RECORDS FOR THIS TASK:
• • • • • • •

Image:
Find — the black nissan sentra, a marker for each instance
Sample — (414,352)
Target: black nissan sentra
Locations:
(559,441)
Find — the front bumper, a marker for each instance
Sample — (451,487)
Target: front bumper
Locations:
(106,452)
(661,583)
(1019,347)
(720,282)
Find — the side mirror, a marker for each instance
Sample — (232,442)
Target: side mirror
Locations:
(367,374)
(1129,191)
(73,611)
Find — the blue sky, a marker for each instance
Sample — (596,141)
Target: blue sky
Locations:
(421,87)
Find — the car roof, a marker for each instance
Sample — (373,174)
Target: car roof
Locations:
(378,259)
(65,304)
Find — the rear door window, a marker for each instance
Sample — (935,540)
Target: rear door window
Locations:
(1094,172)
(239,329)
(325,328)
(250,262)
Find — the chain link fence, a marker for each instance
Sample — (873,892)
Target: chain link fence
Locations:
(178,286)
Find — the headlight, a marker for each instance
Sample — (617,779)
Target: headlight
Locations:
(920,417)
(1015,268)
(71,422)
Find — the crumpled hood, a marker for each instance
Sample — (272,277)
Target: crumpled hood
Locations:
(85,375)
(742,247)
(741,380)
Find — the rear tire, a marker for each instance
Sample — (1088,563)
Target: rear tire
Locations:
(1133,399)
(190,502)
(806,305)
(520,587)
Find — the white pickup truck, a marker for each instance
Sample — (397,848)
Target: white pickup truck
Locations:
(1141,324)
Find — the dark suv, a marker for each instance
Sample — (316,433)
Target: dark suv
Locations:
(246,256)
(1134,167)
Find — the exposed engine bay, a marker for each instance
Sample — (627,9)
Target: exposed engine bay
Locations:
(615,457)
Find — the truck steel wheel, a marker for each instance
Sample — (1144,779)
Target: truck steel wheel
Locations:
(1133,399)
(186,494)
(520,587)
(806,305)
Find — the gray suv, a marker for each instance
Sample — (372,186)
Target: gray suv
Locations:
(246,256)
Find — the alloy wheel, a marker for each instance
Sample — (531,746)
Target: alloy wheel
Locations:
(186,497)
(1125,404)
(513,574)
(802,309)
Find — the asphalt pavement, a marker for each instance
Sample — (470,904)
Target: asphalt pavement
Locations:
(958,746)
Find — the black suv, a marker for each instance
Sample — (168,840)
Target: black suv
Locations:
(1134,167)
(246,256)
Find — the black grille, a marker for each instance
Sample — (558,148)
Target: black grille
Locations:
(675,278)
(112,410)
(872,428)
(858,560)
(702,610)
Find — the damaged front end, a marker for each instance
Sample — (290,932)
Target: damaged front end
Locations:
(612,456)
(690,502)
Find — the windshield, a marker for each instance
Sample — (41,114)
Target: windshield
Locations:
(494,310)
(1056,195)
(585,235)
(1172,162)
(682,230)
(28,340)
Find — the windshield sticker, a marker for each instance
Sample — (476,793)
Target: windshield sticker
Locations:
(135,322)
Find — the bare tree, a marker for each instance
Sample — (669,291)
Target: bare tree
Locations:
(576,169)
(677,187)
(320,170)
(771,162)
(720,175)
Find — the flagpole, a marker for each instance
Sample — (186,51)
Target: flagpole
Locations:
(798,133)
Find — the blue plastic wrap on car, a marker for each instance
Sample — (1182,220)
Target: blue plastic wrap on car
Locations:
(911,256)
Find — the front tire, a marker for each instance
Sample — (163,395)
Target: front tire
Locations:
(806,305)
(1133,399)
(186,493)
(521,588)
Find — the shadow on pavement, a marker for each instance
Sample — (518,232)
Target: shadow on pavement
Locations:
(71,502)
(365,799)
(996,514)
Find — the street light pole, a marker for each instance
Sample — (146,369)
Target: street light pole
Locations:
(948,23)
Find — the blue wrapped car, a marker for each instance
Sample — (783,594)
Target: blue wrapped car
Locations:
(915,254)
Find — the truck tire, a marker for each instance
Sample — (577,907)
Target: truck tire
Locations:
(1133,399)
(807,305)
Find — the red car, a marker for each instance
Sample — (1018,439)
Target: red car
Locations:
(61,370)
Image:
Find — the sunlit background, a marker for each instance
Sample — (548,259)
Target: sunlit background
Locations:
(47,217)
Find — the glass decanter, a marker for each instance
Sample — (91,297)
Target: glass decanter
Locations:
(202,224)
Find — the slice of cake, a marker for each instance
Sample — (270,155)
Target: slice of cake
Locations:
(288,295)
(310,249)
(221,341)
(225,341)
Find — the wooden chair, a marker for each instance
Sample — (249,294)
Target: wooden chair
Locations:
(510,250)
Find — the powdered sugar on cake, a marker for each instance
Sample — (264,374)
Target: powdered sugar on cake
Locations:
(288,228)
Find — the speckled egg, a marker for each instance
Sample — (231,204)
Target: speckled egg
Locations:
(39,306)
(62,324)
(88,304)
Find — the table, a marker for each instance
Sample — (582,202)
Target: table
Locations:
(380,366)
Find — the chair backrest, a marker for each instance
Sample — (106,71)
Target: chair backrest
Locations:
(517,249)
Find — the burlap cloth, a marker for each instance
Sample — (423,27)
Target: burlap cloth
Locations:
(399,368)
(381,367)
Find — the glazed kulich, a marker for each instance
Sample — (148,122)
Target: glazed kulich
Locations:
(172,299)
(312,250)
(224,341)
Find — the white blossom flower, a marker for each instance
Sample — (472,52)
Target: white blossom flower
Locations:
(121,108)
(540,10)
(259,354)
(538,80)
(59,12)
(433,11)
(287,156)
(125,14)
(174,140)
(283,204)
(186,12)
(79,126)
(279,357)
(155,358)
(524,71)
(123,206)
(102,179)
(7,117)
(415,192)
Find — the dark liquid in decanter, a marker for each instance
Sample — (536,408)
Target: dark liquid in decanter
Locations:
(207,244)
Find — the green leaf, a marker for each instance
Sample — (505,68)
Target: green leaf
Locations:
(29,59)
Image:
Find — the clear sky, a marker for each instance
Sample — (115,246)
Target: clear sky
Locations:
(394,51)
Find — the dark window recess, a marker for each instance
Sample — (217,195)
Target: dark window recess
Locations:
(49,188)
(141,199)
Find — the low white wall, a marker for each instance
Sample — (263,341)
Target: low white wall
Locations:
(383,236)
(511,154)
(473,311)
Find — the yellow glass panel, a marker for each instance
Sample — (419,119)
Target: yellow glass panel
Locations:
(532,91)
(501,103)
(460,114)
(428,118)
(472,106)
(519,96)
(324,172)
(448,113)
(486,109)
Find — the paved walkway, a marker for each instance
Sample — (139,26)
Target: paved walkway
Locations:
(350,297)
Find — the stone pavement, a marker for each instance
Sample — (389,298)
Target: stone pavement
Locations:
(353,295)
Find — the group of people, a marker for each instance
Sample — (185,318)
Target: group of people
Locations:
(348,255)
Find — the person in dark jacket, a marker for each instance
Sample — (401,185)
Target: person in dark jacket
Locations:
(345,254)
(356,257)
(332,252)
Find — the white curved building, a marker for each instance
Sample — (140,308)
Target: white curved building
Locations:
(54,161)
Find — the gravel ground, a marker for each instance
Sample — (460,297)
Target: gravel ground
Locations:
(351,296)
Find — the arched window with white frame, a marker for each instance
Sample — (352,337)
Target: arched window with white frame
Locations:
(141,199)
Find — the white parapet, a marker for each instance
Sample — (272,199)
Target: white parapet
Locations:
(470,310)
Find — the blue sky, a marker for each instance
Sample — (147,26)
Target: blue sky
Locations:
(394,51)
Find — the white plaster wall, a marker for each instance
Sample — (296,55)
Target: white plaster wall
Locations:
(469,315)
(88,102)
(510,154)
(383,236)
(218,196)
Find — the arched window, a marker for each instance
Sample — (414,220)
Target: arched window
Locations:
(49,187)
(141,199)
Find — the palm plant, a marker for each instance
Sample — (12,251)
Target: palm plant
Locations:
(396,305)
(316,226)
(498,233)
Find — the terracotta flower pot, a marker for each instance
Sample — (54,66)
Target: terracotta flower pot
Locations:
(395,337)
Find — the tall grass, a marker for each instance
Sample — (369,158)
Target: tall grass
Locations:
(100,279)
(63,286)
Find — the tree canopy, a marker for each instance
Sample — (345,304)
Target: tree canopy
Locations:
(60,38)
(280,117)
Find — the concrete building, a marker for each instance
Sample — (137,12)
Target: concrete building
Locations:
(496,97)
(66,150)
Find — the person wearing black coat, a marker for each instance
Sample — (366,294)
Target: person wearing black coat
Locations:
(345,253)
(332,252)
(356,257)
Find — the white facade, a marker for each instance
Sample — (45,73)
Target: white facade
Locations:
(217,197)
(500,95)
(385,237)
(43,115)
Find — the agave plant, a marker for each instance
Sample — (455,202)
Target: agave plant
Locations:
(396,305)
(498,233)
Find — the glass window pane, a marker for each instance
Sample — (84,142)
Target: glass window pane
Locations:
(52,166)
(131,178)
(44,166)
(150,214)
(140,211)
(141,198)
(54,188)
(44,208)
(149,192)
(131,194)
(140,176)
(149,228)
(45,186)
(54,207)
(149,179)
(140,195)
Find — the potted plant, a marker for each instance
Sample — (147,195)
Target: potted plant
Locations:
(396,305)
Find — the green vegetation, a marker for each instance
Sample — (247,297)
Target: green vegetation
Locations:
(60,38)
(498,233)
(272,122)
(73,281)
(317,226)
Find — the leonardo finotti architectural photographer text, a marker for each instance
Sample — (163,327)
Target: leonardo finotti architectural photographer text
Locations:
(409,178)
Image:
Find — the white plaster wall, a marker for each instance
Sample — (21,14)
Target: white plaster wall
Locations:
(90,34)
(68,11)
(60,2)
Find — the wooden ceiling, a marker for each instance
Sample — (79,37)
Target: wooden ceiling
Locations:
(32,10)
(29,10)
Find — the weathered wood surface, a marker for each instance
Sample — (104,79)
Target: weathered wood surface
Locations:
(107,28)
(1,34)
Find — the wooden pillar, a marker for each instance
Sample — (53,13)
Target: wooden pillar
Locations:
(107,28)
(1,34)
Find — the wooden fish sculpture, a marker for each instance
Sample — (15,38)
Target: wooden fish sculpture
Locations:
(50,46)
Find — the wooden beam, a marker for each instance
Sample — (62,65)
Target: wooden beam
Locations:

• • • • • • •

WHAT YOU HAVE TO DO: Copy out the material above word for word, from the line containing "Find — the tree" up to and including its final line.

CORRECT RESULT:
Find — the tree canopy, a marker for each instance
Sample — (345,304)
Target: tree canopy
Locations:
(60,38)
(280,117)
Find — the concrete building, a marker for each instance
Sample — (137,12)
Target: concrete building
Locations:
(496,97)
(66,150)
Find — the person wearing black coat, a marker for each instance
Sample — (366,294)
Target: person wearing black coat
Locations:
(345,253)
(332,252)
(356,257)
Find — the white facade, a marker for each instance
Sample — (45,73)
Target: white facade
Locations:
(217,197)
(500,95)
(385,237)
(43,115)
Find — the agave plant, a marker for each instance
Sample — (455,202)
Target: agave plant
Locations:
(396,305)
(498,233)
Find — the glass window pane, a marker for each instance
Sample — (84,142)
Target: glass window pane
Locations:
(52,166)
(131,178)
(44,166)
(150,214)
(140,211)
(141,198)
(54,188)
(44,208)
(149,192)
(131,194)
(140,176)
(149,228)
(45,186)
(54,207)
(149,179)
(140,195)
Find — the potted plant, a marker for each instance
Sample — (147,195)
Target: potted plant
Locations:
(396,305)
Find — the green vegetation, a marker for each instance
Sample — (247,297)
Target: green vegetation
Locations:
(60,38)
(498,233)
(272,122)
(73,281)
(317,226)
Find — the leonardo finotti architectural photographer text, a marker for each instance
Sample — (163,327)
Target: leonardo finotti architectural photographer text
Locations:
(409,178)
Image:
Find — the white plaster wall, a marker for each instance
Sample — (21,14)
Target: white plaster wall
Locations:
(90,34)
(68,11)
(60,2)
Find — the wooden ceiling, a marker for each instance
Sample — (79,37)
Target: wooden ceiling
Locations:
(32,10)
(29,10)
Find — the weathered wood surface, a marker for each instance
Sample — (104,79)
Target: weathered wood surface
Locations:
(107,28)
(1,34)
Find — the wooden pillar, a marker for each instance
Sample — (53,13)
Target: wooden pillar
Locations:
(107,28)
(1,34)
Find — the wooden fish sculpture, a marker for each instance
Sample — (15,38)
Target: wooden fish sculpture
Locations:
(50,46)
Find — the wooden beam, a marker for each instance
Sample — (62,65)
Target: wooden beam
Locations:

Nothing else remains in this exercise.